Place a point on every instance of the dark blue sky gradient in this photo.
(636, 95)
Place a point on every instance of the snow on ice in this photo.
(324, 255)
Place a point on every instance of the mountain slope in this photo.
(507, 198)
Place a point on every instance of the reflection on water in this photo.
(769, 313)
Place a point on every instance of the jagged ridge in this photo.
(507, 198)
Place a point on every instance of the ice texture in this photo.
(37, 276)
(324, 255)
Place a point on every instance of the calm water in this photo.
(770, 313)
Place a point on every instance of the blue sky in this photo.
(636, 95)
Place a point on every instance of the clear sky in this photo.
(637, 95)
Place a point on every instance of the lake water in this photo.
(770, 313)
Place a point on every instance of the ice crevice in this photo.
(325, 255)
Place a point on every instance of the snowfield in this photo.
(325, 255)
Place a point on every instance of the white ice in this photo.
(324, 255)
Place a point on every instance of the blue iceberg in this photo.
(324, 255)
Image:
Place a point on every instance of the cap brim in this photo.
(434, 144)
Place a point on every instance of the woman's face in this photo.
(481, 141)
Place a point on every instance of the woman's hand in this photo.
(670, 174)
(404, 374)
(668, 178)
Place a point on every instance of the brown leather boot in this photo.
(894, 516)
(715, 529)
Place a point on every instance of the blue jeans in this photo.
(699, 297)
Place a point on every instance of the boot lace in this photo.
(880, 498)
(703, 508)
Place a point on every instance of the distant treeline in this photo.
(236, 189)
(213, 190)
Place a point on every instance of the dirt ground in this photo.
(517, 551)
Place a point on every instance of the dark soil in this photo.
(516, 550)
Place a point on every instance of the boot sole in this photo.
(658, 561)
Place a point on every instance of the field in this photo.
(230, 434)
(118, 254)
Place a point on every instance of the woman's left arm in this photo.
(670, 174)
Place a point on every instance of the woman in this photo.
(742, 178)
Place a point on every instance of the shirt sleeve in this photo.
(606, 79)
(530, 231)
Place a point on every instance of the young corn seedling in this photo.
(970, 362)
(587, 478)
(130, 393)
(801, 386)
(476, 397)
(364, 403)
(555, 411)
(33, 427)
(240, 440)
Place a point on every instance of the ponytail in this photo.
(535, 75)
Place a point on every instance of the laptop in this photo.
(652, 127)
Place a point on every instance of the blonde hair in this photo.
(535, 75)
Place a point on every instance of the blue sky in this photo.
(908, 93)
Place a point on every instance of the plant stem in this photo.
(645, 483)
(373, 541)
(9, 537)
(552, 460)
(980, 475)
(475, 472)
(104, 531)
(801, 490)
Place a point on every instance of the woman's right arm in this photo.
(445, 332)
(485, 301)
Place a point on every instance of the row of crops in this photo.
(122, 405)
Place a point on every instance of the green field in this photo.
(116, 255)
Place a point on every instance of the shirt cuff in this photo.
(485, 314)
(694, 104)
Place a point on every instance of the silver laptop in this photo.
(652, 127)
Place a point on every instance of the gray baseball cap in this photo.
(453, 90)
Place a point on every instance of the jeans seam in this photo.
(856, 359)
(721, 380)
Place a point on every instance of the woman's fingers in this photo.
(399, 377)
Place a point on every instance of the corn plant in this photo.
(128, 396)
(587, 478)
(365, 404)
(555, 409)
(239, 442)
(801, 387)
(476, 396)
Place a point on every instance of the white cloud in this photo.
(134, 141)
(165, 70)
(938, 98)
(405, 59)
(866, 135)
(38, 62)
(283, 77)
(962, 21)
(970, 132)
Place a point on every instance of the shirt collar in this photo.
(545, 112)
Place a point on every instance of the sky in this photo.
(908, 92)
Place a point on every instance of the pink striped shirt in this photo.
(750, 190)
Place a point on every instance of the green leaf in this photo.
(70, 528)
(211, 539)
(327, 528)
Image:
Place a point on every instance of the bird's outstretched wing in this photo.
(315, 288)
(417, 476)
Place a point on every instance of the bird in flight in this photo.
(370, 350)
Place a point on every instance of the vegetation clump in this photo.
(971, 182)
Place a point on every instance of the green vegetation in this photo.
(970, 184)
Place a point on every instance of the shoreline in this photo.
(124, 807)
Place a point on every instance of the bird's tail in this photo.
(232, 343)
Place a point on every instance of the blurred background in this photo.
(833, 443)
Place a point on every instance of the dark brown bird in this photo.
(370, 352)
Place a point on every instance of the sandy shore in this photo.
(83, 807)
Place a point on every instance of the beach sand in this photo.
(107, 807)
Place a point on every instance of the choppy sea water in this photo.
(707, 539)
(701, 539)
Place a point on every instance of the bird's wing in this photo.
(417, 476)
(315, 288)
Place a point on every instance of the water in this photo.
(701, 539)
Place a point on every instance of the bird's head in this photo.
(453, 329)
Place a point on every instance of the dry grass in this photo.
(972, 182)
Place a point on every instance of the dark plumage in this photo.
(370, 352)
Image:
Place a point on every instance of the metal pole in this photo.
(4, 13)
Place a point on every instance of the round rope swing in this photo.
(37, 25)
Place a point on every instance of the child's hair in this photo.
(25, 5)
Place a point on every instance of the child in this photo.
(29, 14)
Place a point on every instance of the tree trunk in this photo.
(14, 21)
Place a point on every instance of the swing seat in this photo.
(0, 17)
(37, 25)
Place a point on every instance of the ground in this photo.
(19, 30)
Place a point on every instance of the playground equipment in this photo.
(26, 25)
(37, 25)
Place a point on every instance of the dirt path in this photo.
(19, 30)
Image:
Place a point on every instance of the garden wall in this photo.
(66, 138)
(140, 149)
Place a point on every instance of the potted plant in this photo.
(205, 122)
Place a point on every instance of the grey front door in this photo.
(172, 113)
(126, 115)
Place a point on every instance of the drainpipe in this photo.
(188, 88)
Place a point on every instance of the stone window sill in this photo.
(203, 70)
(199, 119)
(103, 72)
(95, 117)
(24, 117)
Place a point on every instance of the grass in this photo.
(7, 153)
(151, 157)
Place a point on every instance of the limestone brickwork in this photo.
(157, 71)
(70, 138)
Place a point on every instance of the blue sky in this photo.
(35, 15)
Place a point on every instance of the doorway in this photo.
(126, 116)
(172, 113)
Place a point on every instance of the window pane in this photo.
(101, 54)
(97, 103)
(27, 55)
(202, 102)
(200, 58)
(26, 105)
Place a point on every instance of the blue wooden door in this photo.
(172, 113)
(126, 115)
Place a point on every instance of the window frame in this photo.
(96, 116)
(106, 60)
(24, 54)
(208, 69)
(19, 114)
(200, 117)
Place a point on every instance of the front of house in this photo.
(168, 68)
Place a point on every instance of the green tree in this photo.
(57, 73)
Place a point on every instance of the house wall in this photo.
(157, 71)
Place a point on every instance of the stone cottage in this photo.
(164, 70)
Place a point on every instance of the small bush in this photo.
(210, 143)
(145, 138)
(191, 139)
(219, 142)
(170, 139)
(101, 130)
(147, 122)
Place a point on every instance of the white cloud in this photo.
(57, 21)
==*==
Write out every entry verbatim.

- [Result of this task]
Place a point on every instance of the dark blue sky gradient in this photo.
(636, 95)
Place a point on every instance of the snow on ice in this photo.
(324, 255)
Place a point on every instance of the mountain slope in this photo.
(507, 198)
Place a point on every instance of the reflection on water in this photo.
(769, 313)
Place a point on every instance of the jagged ridge in this photo.
(507, 198)
Place a point on every instance of the ice texture in this photo.
(37, 276)
(324, 255)
Place a point on every instance of the calm water in this photo.
(770, 313)
Place a point on every instance of the blue sky in this photo.
(636, 95)
Place a point on every instance of the clear sky in this photo.
(637, 95)
Place a point on every instance of the lake water in this photo.
(770, 313)
Place a point on every instance of the ice crevice in this photo.
(325, 255)
Place a point on every instance of the snowfield in this photo.
(325, 255)
Place a point on every instance of the white ice in this photo.
(324, 255)
Place a point on every instance of the blue iceberg in this photo.
(324, 255)
Image:
Place a point on every instance of the cap brim in this photo.
(434, 144)
Place a point on every instance of the woman's face in this photo.
(481, 141)
Place a point on every instance of the woman's hand in this photo.
(670, 174)
(404, 374)
(668, 178)
Place a point on every instance of the brown leather boot in this photo.
(894, 516)
(715, 529)
Place a point on every instance of the blue jeans in this photo.
(699, 297)
Place a point on every instance of the boot lace in this photo.
(880, 498)
(703, 508)
Place a point on every instance of the distant treeline in this photo.
(236, 189)
(213, 190)
Place a point on every instance of the dirt ground in this photo.
(517, 551)
Place a point on every instance of the dark soil in this photo.
(516, 550)
Place a point on every instance of the boot sole in this photo.
(658, 561)
Place a point on every instance of the field in this photo.
(230, 434)
(118, 254)
Place a point on every instance of the woman's left arm in this photo.
(670, 174)
Place a point on every instance of the woman in this photo.
(742, 178)
Place a point on every instance of the shirt sleeve in this photo.
(606, 79)
(530, 231)
Place a point on every instance of the young corn seedling in this photo.
(970, 362)
(587, 478)
(130, 393)
(801, 386)
(476, 397)
(364, 403)
(555, 411)
(33, 427)
(240, 440)
Place a point on every instance of the ponytail in this photo.
(535, 75)
Place a point on every instance of the laptop in this photo.
(652, 127)
Place a point on every instance of the blonde hair in this photo.
(535, 75)
Place a point on every instance of the blue sky in this photo.
(908, 93)
Place a point on every instance of the plant stem in this photo.
(645, 483)
(373, 541)
(9, 537)
(552, 460)
(980, 475)
(475, 472)
(104, 531)
(801, 490)
Place a point on every instance of the woman's right arm in this photo.
(445, 332)
(485, 301)
Place a point on every instance of the row of crops in this photo.
(122, 405)
Place a point on every instance of the green field in this photo.
(116, 255)
Place a point on every instance of the shirt cuff in this photo.
(485, 314)
(694, 104)
Place a point on every instance of the silver laptop in this photo.
(652, 127)
Place a point on every instance of the gray baseball cap in this photo.
(453, 90)
Place a point on every instance of the jeans seam in this photo.
(856, 359)
(721, 380)
Place a point on every instance of the woman's fingers in this photo.
(399, 377)
Place a point on every instance of the corn plant in this photo.
(128, 396)
(587, 478)
(365, 404)
(555, 409)
(239, 442)
(801, 387)
(476, 396)
Place a point on every instance of the white cloud in this photo.
(134, 141)
(165, 70)
(938, 98)
(405, 59)
(866, 135)
(38, 62)
(283, 77)
(962, 21)
(970, 132)
Place a point on every instance of the shirt collar in this photo.
(545, 112)
Place a point on every instance of the sky in this photo.
(908, 92)
Place a point on every instance of the pink striped shirt in this photo.
(750, 190)
Place a point on every instance of the green leaf in this photo.
(70, 528)
(211, 539)
(327, 528)
Image:
Place a point on every instance of the bird's outstretched wing in this photo.
(315, 288)
(417, 476)
Place a point on every instance of the bird in flight in this photo.
(370, 350)
Place a point on every instance of the vegetation clump in this photo.
(971, 182)
Place a point on every instance of the green vegetation in this photo.
(970, 184)
Place a point on every instance of the shoreline in this photo.
(124, 807)
Place a point on every instance of the bird's tail in this photo.
(232, 343)
Place a point on every instance of the blurred background in this photo.
(833, 443)
Place a point on every instance of the dark brown bird in this photo.
(370, 352)
Place a point on every instance of the sandy shore in this photo.
(83, 807)
Place a point on every instance of the beach sand in this photo.
(107, 807)
Place a point on every instance of the choppy sea water in this photo.
(707, 539)
(701, 539)
Place a point on every instance of the bird's wing in this photo.
(417, 476)
(315, 288)
Place a point on every instance of the water in this photo.
(701, 539)
Place a point on every instance of the bird's head in this photo.
(453, 329)
Place a point on every instance of the dry grass in this photo.
(972, 182)
Place a point on every instance of the dark plumage in this photo.
(370, 352)
Image:
Place a point on every instance of the metal pole in this photo.
(4, 13)
Place a point on every instance of the round rope swing in this photo.
(37, 25)
Place a point on every instance of the child's hair in this photo.
(25, 5)
Place a point on every instance of the child in this photo.
(29, 14)
Place a point on every instance of the tree trunk in this photo.
(14, 21)
Place a point on every instance of the swing seat in this photo.
(0, 17)
(37, 25)
Place a point on every instance of the ground in this photo.
(19, 30)
Place a point on every instance of the playground equipment in this photo.
(26, 25)
(37, 25)
Place a point on every instance of the dirt path in this photo.
(19, 30)
Image:
Place a point on every instance of the garden wall in this photo.
(66, 138)
(140, 149)
Place a point on every instance of the potted plant in this photo.
(205, 122)
Place a point on every instance of the grey front door in this photo.
(172, 113)
(126, 115)
Place a point on every instance of the drainpipe in this photo.
(188, 88)
Place a point on every instance of the stone window sill in this photo.
(203, 70)
(199, 119)
(103, 72)
(95, 117)
(24, 117)
Place a point on every instance of the grass in this photo.
(7, 153)
(151, 157)
Place a point on every instance of the limestone brickwork in this photo.
(157, 71)
(70, 138)
Place a point on every instance of the blue sky in this photo.
(35, 15)
Place a point on every instance of the doorway in this photo.
(126, 116)
(172, 113)
Place a point on every instance of the window pane in this photo.
(101, 54)
(97, 103)
(27, 55)
(202, 102)
(200, 58)
(26, 105)
Place a point on every instance of the blue wooden door in this photo.
(172, 113)
(126, 115)
Place a point on every instance of the window frame in this photo.
(96, 116)
(106, 60)
(24, 54)
(208, 69)
(19, 114)
(200, 117)
Place a point on every instance of the front of house in this photo.
(168, 68)
Place a point on every instance of the green tree in this photo.
(57, 73)
Place a point on every instance of the house wall in this photo.
(157, 71)
Place a point on every instance of the stone cottage in this photo.
(164, 70)
Place a point on every instance of the small bush in this photo.
(210, 143)
(145, 138)
(191, 139)
(219, 142)
(170, 139)
(101, 130)
(147, 122)
Place a point on every instance of the white cloud in this photo.
(57, 21)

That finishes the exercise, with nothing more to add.